(Collected data)
################
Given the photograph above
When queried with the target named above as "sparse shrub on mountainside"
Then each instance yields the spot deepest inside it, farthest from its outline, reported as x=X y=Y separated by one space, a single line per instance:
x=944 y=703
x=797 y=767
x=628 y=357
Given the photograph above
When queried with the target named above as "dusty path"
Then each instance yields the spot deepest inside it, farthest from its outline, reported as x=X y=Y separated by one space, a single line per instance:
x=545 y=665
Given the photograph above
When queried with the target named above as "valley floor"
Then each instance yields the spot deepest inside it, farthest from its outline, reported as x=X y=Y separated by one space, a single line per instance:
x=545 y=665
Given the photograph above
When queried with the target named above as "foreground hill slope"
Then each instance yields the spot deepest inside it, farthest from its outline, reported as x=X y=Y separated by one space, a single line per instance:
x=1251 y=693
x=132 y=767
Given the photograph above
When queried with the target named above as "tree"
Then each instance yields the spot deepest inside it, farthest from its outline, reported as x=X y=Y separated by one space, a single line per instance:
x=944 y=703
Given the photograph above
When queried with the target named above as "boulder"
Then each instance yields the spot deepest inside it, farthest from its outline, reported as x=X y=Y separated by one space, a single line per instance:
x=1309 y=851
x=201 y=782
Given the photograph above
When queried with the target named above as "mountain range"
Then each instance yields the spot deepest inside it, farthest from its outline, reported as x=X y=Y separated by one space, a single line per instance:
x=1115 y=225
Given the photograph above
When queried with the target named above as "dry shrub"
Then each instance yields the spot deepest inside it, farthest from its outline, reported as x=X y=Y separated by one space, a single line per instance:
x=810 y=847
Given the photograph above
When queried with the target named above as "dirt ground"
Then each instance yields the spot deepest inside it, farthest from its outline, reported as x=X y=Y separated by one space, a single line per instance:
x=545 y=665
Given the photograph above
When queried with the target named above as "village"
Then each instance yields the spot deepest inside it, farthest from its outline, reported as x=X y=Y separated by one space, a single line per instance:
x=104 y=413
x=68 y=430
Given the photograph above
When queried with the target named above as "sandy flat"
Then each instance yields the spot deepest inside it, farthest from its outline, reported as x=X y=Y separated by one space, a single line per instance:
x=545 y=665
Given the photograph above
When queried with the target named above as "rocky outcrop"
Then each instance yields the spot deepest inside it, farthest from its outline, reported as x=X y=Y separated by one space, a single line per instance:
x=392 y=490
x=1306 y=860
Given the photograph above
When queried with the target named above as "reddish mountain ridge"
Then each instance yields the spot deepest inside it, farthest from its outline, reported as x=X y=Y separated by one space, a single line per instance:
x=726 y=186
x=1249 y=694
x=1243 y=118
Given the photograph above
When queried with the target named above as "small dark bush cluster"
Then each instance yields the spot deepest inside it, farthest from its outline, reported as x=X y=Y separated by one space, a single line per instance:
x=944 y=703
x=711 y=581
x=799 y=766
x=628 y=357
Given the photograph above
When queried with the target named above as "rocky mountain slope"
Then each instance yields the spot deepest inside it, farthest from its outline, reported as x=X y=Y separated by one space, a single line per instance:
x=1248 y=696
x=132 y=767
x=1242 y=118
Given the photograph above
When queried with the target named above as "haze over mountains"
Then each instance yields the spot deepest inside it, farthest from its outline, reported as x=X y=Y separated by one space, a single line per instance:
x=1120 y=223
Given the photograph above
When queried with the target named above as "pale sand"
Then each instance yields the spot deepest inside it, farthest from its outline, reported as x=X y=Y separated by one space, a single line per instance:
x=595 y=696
################
- Task to carry out
Filter the data above, copying out every line that contains the word "shrub".

- Written solution
When queried with the target named above as "sparse shrub on mountainside"
When queried with the target named above as "dry shrub"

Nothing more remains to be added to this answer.